— BEGIN SOURCE RECORDS —
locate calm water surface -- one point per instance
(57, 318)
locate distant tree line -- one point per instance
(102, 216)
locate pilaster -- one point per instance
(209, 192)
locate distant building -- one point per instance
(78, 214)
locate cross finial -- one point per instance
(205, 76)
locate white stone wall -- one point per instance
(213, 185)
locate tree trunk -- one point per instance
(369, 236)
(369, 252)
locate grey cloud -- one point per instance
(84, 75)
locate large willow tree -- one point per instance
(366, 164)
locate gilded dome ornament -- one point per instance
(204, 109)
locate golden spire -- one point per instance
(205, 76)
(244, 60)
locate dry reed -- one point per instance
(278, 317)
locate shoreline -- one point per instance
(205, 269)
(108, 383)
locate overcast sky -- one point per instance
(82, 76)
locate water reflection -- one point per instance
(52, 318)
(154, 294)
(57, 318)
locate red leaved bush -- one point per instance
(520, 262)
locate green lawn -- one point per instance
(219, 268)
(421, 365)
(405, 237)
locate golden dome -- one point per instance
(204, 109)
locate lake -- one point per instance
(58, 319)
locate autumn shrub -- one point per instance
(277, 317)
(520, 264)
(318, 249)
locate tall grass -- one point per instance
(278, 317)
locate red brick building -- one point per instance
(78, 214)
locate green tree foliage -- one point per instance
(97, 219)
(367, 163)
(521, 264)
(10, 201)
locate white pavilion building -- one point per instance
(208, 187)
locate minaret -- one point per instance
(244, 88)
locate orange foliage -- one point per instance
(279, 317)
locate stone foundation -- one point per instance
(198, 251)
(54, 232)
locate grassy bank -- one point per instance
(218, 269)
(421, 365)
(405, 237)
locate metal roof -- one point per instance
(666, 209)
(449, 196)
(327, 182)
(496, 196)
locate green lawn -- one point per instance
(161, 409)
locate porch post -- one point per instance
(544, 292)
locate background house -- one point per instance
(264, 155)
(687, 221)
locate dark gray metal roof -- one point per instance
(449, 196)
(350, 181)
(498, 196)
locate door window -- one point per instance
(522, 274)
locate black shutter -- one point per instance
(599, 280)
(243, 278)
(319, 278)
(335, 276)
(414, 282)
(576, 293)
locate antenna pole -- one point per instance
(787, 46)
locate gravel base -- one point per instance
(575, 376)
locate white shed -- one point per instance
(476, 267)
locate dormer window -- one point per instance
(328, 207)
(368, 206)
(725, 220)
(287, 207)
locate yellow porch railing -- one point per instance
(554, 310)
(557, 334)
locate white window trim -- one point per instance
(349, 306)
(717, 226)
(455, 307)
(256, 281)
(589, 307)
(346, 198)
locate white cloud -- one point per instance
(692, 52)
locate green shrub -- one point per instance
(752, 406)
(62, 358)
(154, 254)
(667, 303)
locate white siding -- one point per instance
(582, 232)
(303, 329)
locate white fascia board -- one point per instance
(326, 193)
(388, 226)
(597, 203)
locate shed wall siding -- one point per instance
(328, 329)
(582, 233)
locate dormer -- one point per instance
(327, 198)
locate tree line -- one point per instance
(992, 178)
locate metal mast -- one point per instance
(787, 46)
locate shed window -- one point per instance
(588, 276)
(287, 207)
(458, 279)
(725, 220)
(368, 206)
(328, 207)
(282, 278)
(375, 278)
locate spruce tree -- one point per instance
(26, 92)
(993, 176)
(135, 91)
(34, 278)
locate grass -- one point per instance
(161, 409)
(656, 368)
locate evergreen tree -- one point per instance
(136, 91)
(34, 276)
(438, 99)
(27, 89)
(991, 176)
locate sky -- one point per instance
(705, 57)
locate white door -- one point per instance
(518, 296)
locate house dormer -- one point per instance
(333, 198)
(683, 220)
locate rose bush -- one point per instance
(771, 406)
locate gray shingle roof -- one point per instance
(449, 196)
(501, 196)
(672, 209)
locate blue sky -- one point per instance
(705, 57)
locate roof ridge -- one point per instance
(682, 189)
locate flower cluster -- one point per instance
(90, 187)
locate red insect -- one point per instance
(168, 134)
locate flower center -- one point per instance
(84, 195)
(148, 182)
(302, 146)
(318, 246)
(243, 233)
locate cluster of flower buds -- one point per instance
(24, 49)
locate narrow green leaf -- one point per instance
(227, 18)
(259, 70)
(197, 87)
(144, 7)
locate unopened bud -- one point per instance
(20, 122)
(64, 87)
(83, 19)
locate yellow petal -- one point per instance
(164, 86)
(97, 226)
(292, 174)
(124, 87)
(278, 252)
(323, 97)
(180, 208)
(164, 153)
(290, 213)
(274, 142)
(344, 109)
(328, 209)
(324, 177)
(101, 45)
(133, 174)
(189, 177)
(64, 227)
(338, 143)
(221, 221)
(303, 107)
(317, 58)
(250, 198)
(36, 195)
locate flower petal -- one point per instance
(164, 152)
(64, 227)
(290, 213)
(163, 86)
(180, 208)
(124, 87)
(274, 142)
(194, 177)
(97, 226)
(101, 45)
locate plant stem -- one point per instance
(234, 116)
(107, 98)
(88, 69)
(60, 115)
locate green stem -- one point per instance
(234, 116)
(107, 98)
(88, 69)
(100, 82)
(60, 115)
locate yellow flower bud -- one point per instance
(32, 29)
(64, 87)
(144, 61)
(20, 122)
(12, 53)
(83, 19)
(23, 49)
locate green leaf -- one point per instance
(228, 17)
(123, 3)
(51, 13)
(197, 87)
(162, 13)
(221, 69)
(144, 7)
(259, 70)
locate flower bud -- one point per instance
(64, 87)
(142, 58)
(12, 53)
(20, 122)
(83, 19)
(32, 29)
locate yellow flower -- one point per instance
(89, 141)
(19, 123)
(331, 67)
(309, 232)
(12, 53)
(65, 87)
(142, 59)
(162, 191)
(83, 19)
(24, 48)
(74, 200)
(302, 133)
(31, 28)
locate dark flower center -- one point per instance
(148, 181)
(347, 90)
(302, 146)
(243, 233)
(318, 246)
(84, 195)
— END SOURCE RECORDS —
Repeat exactly the lines from the line containing "locate yellow flower bud" through the last line of the records above, including both, and nothing else.

FINAL RESULT -
locate yellow flower bud -- one point per instance
(32, 29)
(64, 87)
(144, 61)
(20, 122)
(12, 53)
(83, 19)
(23, 49)
locate green leaf -- one point per instance
(228, 17)
(123, 3)
(51, 13)
(197, 87)
(162, 13)
(221, 69)
(144, 7)
(259, 70)
locate flower bud -- one point per instance
(64, 87)
(142, 58)
(12, 53)
(20, 122)
(83, 19)
(32, 29)
locate yellow flower -- one point per instance
(89, 141)
(19, 123)
(331, 67)
(309, 232)
(12, 53)
(65, 87)
(142, 59)
(162, 191)
(83, 19)
(24, 48)
(74, 200)
(302, 133)
(31, 28)
locate dark flower center -- one point per instance
(148, 181)
(347, 90)
(302, 146)
(243, 233)
(318, 246)
(84, 195)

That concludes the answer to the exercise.